(Stored data entries)
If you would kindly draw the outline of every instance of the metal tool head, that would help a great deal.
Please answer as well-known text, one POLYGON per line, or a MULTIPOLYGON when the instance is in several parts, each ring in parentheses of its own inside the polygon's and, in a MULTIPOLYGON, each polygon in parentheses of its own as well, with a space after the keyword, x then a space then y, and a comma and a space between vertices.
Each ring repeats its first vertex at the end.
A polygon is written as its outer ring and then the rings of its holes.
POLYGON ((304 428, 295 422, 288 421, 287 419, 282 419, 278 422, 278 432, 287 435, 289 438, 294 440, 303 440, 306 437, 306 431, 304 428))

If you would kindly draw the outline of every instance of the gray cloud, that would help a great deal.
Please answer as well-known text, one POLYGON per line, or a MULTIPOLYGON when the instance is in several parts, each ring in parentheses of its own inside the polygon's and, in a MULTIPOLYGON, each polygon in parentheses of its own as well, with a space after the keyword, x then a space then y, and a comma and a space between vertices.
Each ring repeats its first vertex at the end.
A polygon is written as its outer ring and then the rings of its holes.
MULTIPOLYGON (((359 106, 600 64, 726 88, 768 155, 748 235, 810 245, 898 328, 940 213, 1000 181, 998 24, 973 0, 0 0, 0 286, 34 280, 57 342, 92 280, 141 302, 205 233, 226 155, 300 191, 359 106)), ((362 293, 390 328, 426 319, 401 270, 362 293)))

**How to complete this task**. Copy out each record exactly as given, omitting none.

**Response box**.
If you would kindly draw the outline of every instance of the metal tool head, that would help a great deal.
Please answer as well-known text, one POLYGON per line, or a MULTIPOLYGON when the instance is in several parts, each ring in parentheses of its own inside the polygon's and, in a MULTIPOLYGON, each polygon in parentheses of its own as well, with a space after the keyword, x then a space then y, and a comma and a space between vertices.
Each ring repeats its first vertex at the end.
A polygon is written as its outer ring and then the rings of its holes.
POLYGON ((304 428, 295 422, 288 421, 287 419, 282 419, 278 422, 278 432, 287 435, 289 438, 294 440, 303 440, 306 437, 306 431, 304 428))

If you would kindly draw the outline of every instance of the gray cloud, that would help a great deal.
Please answer as well-known text, one POLYGON per line, or a MULTIPOLYGON when the instance is in several parts, each ring in parentheses of its own inside the polygon's and, in a MULTIPOLYGON, each polygon in parentheses of its own as well, with a space after the keyword, x then a space then y, and a comma and a space between vertices.
Each ring repeats its first vertex at the end.
A polygon is written as its outer ring and then the rings of its holes.
MULTIPOLYGON (((359 106, 600 64, 726 88, 768 155, 748 235, 810 245, 898 328, 940 213, 1000 181, 998 24, 973 0, 0 0, 0 286, 34 280, 57 342, 92 280, 141 302, 205 233, 226 155, 300 191, 359 106)), ((362 293, 390 328, 426 319, 401 270, 362 293)))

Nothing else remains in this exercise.